- [Short exercise]: How many lines in the entries below contain the string "tree", matching case exactly? Give only the number.

..............................

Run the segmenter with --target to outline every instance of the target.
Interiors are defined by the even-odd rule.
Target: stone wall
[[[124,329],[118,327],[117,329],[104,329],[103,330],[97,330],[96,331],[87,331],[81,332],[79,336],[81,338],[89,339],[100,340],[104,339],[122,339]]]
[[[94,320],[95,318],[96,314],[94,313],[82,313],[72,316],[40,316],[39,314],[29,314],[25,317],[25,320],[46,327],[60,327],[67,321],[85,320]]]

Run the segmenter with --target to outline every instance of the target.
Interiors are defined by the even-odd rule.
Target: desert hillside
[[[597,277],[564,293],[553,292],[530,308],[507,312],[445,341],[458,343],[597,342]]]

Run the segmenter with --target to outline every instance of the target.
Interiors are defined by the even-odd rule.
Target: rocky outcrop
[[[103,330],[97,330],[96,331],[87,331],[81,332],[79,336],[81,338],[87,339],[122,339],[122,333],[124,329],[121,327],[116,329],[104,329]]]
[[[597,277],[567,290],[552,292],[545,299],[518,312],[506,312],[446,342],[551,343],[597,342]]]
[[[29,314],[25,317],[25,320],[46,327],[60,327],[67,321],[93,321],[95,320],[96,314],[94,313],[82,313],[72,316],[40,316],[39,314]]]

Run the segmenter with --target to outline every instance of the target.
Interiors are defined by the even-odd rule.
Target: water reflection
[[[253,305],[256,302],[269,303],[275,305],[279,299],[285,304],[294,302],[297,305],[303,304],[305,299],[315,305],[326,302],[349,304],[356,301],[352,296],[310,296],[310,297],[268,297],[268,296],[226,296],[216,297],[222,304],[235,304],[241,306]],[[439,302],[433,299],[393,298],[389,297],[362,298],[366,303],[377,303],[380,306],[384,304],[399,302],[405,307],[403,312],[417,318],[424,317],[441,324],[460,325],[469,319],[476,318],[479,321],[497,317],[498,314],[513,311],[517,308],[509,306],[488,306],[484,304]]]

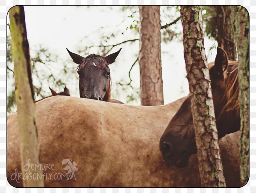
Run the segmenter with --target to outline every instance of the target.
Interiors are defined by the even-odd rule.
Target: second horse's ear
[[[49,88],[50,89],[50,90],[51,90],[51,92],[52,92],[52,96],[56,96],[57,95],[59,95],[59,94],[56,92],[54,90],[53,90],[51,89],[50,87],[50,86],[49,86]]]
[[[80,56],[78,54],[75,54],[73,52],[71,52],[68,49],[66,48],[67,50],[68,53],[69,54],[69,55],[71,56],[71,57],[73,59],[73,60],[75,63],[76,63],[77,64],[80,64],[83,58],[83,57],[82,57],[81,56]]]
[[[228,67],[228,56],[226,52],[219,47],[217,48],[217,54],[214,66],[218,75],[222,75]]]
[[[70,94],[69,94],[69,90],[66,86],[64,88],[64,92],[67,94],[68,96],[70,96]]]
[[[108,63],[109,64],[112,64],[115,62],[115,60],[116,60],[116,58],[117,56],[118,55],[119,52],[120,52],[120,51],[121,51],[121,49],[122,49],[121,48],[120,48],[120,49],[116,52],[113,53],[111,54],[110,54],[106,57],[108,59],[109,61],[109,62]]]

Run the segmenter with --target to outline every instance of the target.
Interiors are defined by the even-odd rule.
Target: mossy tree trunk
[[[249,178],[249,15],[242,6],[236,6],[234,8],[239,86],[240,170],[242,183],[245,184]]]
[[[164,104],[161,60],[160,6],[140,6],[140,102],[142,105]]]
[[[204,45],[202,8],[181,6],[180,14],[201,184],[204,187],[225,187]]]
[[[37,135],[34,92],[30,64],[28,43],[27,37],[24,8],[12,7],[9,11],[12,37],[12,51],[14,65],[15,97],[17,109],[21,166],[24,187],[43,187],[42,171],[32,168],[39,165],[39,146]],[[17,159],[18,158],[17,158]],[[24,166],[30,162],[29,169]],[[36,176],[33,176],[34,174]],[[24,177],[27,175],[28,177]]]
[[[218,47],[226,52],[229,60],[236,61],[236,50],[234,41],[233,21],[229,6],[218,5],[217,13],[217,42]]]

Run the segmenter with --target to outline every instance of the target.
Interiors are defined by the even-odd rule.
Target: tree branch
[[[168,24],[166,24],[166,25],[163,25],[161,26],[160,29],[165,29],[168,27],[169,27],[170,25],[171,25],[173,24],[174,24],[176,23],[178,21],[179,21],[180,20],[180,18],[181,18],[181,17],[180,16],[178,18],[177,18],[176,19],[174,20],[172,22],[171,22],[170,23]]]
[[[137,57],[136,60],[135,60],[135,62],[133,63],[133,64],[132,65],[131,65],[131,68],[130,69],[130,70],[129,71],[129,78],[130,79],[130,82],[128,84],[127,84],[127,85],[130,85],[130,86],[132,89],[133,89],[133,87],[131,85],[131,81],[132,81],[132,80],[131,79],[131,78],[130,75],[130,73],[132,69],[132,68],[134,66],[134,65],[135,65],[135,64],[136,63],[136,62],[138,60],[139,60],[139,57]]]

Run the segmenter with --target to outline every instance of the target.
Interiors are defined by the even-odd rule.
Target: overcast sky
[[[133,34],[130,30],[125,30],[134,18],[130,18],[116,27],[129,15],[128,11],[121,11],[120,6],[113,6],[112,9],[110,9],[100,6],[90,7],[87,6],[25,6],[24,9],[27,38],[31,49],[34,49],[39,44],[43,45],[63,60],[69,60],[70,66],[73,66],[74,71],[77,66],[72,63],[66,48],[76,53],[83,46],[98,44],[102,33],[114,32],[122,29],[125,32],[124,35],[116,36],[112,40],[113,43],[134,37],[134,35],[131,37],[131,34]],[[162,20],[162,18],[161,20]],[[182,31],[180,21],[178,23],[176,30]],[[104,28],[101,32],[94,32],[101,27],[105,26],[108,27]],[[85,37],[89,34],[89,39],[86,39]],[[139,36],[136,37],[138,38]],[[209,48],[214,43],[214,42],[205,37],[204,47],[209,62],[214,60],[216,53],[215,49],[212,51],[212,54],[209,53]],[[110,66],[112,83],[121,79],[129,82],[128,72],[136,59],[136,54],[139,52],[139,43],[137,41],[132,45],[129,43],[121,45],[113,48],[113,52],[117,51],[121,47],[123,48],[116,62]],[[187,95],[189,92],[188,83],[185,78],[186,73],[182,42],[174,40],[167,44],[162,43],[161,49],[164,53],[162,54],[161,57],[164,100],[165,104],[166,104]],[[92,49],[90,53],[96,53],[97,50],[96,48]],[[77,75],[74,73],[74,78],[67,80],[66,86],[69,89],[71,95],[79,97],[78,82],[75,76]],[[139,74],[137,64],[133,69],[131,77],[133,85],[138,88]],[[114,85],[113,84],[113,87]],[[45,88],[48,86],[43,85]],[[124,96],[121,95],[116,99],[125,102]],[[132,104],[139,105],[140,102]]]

..............................

- [Completed exercise]: 2